→ Exercise goal
An unaltered copy of every line below is the expected output.

→ Exercise material
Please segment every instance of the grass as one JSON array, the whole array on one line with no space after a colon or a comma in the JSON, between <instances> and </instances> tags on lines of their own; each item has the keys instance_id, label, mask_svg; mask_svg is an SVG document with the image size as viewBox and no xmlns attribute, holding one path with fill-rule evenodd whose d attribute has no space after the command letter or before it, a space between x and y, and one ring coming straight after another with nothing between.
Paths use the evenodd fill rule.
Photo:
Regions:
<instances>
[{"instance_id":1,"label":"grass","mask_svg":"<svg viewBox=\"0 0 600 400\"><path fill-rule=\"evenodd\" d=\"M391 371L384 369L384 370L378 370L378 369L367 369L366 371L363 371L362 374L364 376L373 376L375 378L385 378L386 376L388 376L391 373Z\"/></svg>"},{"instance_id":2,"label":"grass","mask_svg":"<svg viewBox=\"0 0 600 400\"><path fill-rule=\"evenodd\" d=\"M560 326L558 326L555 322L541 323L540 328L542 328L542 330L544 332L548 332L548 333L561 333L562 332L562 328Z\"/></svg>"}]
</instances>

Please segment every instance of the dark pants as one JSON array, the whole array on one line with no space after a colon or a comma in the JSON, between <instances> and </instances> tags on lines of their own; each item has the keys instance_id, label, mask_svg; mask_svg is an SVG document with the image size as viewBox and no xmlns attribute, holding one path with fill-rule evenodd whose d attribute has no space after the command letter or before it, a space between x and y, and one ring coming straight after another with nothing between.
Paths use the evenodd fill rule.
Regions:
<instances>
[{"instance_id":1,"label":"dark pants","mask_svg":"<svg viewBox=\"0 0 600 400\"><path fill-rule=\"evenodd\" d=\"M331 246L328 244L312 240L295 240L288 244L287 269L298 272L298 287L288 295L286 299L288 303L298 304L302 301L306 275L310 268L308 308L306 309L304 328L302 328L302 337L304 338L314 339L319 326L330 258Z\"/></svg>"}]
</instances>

→ Exercise response
Please segment every instance of the grass as one JSON array, the whole array on one line with no space after a colon or a comma in the JSON, between <instances> and </instances> tags on lines of their own; each item has the keys instance_id, label, mask_svg; mask_svg is an SVG document with the image size as viewBox and no xmlns attribute, holding one path with fill-rule evenodd whose d attribute has no space after the command letter or before it, a space between x and y, and one ring coming straight after another with nothing between.
Paths use the evenodd fill rule.
Photo:
Regions:
<instances>
[{"instance_id":1,"label":"grass","mask_svg":"<svg viewBox=\"0 0 600 400\"><path fill-rule=\"evenodd\" d=\"M391 371L384 369L384 370L378 370L378 369L367 369L366 371L363 371L362 374L364 376L373 376L375 378L385 378L386 376L388 376L391 373Z\"/></svg>"},{"instance_id":2,"label":"grass","mask_svg":"<svg viewBox=\"0 0 600 400\"><path fill-rule=\"evenodd\" d=\"M560 326L558 326L555 322L541 323L540 328L542 328L542 330L544 332L548 332L548 333L561 333L562 332L562 328Z\"/></svg>"}]
</instances>

Please segment every instance of the dark pants as one JSON array, the whole array on one line with no space after a colon or a comma in the JSON, between <instances> and </instances> tags on lines of their own; each item has the keys instance_id, label, mask_svg; mask_svg is an SVG document with the image size as viewBox and no xmlns attribute, holding one path with fill-rule evenodd whose d attribute has no space after the command letter or before it, a space between x and y, and one ring coming straight after another with nothing between.
Paths use the evenodd fill rule.
Regions:
<instances>
[{"instance_id":1,"label":"dark pants","mask_svg":"<svg viewBox=\"0 0 600 400\"><path fill-rule=\"evenodd\" d=\"M331 246L328 244L312 240L295 240L288 244L287 269L298 272L298 287L288 295L286 299L288 303L298 304L302 301L306 275L310 268L308 308L306 309L304 328L302 328L302 337L304 338L314 339L319 326L330 258Z\"/></svg>"}]
</instances>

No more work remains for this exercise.